Saved entries:
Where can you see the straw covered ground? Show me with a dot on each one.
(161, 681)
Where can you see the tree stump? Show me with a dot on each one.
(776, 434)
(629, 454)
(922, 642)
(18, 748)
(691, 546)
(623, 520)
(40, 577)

**Objective:**
Reproduce each line verbatim.

**Worked solution:**
Where can you see the straw covered ground? Show me with a dot on each one.
(161, 681)
Where can you see the tree stump? Show me with a dot on each one.
(776, 434)
(629, 454)
(922, 642)
(18, 748)
(691, 546)
(623, 520)
(40, 577)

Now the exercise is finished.